* BRIEF *
Pull out every line of the material below that contains the word "smartphone", matching upper and lower case exactly.

* STORED RECORDS *
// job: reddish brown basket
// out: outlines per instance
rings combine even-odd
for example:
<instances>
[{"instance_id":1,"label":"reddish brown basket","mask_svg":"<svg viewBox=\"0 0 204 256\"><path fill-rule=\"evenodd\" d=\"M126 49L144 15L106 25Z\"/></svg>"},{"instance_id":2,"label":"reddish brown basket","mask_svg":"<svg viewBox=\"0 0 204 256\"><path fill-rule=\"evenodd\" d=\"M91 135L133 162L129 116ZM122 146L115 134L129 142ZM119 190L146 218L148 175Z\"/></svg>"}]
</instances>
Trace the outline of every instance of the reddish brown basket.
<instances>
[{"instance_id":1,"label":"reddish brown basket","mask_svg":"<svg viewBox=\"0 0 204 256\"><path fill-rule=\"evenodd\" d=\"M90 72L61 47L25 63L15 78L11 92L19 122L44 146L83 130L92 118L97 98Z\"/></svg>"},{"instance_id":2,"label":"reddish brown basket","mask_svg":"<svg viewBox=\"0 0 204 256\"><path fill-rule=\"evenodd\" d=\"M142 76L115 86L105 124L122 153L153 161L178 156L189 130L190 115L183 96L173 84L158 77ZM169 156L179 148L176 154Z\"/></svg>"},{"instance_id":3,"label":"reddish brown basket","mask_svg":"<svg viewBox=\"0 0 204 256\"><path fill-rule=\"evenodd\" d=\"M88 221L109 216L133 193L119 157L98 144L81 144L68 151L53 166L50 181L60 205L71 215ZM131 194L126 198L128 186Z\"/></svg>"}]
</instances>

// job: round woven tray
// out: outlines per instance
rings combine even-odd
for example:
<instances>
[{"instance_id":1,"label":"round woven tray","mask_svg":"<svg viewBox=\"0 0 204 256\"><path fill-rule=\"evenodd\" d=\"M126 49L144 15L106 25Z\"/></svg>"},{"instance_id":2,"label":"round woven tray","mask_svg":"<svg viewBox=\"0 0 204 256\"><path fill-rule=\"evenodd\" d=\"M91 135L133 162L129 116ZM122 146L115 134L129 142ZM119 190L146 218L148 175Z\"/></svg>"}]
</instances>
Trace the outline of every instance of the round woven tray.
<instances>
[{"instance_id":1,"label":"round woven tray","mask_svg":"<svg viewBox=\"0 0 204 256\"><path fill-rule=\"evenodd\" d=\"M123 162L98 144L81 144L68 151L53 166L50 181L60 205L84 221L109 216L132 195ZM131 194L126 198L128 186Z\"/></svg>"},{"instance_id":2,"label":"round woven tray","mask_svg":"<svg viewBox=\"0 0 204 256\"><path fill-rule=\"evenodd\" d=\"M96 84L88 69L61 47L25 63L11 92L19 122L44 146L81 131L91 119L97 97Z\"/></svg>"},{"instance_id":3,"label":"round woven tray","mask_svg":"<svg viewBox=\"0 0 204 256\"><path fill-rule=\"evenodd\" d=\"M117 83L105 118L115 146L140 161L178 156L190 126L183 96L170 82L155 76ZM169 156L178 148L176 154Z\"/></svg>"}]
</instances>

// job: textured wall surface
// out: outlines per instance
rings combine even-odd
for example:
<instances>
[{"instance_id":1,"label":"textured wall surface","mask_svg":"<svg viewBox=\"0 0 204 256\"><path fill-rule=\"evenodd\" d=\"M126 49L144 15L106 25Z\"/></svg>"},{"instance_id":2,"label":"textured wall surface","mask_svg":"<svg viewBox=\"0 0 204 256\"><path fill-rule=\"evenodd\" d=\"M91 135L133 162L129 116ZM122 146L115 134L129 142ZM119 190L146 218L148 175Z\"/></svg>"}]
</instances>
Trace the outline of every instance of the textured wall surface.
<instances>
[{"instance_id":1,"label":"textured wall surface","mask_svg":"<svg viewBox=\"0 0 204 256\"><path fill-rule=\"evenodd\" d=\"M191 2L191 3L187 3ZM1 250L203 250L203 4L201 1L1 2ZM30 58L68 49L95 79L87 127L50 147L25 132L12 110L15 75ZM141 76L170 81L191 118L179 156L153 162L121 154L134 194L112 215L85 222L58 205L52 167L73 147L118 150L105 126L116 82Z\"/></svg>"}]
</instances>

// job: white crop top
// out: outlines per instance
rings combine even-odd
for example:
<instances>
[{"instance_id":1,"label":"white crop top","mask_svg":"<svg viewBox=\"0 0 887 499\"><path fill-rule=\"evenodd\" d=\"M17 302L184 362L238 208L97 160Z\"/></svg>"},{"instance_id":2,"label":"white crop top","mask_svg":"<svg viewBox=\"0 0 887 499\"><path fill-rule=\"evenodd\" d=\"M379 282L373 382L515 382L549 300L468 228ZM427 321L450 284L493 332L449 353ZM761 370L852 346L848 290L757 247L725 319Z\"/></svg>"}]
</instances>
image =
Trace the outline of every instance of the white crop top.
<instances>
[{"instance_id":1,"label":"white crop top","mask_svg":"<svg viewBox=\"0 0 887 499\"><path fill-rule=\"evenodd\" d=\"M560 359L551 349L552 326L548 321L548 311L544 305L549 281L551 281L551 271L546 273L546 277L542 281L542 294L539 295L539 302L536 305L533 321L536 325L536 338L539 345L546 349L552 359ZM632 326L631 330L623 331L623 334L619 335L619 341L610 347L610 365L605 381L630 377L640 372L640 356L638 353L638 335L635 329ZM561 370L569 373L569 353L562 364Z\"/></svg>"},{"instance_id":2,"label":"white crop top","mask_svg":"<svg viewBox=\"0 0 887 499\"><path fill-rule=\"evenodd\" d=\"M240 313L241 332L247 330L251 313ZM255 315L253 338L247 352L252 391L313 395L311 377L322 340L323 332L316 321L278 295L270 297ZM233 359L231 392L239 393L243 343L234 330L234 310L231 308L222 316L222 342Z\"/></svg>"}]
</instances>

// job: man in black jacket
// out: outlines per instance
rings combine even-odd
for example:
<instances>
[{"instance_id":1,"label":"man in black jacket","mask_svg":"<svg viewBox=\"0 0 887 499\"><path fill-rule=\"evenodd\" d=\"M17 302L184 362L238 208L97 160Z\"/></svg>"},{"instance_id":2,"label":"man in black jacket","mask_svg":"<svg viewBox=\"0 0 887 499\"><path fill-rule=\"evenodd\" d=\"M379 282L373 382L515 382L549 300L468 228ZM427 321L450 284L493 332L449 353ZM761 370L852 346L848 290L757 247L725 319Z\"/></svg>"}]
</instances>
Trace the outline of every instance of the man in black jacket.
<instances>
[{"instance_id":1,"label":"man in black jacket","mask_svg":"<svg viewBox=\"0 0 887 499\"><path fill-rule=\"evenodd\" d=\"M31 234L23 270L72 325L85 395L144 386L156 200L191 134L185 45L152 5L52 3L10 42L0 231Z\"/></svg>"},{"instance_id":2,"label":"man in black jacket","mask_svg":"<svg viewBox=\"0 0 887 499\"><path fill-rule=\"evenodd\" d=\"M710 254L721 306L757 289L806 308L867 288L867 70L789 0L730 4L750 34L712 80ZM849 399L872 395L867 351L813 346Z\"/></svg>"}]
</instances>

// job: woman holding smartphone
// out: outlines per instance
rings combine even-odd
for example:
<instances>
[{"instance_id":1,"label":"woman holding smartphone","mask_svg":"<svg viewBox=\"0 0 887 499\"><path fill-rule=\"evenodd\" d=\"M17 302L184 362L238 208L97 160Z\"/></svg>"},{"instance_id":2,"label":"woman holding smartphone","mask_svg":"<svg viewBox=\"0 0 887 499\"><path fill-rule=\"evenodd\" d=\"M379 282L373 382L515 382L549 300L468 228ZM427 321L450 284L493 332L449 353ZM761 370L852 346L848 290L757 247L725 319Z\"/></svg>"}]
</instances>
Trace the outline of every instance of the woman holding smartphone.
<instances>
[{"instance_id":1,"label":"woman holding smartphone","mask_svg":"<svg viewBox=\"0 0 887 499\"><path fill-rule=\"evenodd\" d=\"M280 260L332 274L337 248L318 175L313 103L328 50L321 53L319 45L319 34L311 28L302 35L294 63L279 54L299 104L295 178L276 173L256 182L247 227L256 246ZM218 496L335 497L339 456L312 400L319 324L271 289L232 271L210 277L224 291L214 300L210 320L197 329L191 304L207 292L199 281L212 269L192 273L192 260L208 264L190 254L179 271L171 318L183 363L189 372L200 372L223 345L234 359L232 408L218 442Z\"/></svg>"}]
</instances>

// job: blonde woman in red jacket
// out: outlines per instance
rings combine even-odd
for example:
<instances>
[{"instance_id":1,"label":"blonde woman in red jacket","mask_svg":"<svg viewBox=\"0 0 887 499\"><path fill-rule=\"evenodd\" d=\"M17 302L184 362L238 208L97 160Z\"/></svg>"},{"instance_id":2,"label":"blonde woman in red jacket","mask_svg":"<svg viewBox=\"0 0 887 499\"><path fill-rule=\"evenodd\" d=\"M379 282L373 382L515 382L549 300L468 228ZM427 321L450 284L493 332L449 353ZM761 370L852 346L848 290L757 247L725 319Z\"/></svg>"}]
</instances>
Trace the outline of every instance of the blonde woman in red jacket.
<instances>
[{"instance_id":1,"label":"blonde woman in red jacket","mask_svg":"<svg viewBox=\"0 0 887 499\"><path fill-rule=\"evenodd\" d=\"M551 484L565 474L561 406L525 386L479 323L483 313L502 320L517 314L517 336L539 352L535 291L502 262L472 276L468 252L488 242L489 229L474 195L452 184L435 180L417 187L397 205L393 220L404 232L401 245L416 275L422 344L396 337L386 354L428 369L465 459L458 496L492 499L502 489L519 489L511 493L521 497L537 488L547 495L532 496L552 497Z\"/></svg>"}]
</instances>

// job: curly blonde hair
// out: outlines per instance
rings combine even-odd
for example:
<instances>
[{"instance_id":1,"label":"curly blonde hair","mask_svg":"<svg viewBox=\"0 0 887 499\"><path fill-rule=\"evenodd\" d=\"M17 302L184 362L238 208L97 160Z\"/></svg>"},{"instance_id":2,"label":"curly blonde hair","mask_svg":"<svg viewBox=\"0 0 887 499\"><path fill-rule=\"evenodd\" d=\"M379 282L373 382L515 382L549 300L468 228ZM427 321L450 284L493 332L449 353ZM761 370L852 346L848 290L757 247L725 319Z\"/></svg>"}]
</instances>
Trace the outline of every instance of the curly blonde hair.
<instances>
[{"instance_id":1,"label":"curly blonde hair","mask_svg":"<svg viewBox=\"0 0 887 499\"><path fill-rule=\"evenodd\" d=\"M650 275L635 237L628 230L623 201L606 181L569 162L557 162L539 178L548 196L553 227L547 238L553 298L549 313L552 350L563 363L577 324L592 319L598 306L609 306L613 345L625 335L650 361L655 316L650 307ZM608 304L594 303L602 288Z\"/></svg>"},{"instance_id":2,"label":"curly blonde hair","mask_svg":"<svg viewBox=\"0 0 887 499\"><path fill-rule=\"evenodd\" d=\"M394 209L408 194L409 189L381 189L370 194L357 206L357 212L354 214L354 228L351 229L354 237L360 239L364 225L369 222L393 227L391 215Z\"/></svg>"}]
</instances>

* PROBLEM SOLUTION *
// job: woman holding smartphone
[{"instance_id":1,"label":"woman holding smartphone","mask_svg":"<svg viewBox=\"0 0 887 499\"><path fill-rule=\"evenodd\" d=\"M17 302L184 362L238 208L97 160Z\"/></svg>"},{"instance_id":2,"label":"woman holding smartphone","mask_svg":"<svg viewBox=\"0 0 887 499\"><path fill-rule=\"evenodd\" d=\"M379 282L373 382L515 382L549 300L468 228ZM427 321L450 284L493 332L449 353ZM761 370L852 346L848 290L757 247L725 319Z\"/></svg>"}]
Trace the outline of every instance of the woman holding smartphone.
[{"instance_id":1,"label":"woman holding smartphone","mask_svg":"<svg viewBox=\"0 0 887 499\"><path fill-rule=\"evenodd\" d=\"M280 260L332 274L337 248L318 175L313 103L328 50L321 53L319 45L319 34L311 28L302 35L294 63L279 54L299 104L295 178L276 173L256 182L247 227L256 246ZM218 496L335 497L339 456L312 400L319 324L271 289L232 271L210 277L224 291L214 300L210 320L197 329L191 304L207 292L199 281L212 269L192 273L192 260L208 264L190 254L179 271L171 318L183 363L189 372L200 372L223 345L234 359L232 408L218 442Z\"/></svg>"}]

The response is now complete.